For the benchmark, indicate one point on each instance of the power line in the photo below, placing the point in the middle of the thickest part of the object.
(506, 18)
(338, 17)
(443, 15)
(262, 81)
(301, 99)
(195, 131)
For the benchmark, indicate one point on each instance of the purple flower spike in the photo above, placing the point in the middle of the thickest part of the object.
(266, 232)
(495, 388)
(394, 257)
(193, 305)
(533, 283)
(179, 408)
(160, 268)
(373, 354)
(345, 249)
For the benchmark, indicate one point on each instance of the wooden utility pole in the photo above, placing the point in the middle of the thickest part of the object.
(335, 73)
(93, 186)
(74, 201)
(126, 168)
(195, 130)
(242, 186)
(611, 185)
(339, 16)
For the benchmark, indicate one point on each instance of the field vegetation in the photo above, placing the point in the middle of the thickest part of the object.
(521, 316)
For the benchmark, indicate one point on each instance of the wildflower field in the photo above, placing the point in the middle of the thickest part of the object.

···

- Exercise instructions:
Convert the material above into a Markdown table with one row per line, skipping any blank lines. Use the columns Row and Line.

- The output:
| Row | Line |
|---|---|
| 1 | For the benchmark, indicate one point on each instance of the power line in the photo below, placing the point in the middle of the thickest part of the object. |
| 2 | (506, 18) |
| 3 | (338, 17) |
| 4 | (443, 15) |
| 5 | (262, 81) |
| 6 | (301, 99) |
| 7 | (195, 131) |
| 8 | For the benchmark, indicate one point on each instance of the purple flower spike in the photo above, placing the point in the middle of the thickest part of the object. |
| 9 | (266, 232) |
| 10 | (495, 388) |
| 11 | (394, 257) |
| 12 | (193, 305) |
| 13 | (533, 283) |
| 14 | (179, 408) |
| 15 | (160, 268) |
| 16 | (373, 354) |
| 17 | (345, 249) |
| 18 | For the benchmark, indicate one point on each instance of the wooden utility pole in the photo above, placing the point in the middle of the thickest part of the object. |
| 19 | (335, 73) |
| 20 | (93, 186) |
| 21 | (74, 201) |
| 22 | (126, 168) |
| 23 | (195, 130) |
| 24 | (242, 186) |
| 25 | (611, 185) |
| 26 | (339, 16) |
| 27 | For the benchmark, indicate one point on each instance of the field vegetation in the photo above, placing the point in the middle of the thickest part of the object. |
| 28 | (521, 316) |
| 29 | For the benchmark, indicate one point on each instance of the wildflower field in the photo above, placing the point in the middle of the thickest part of the object. |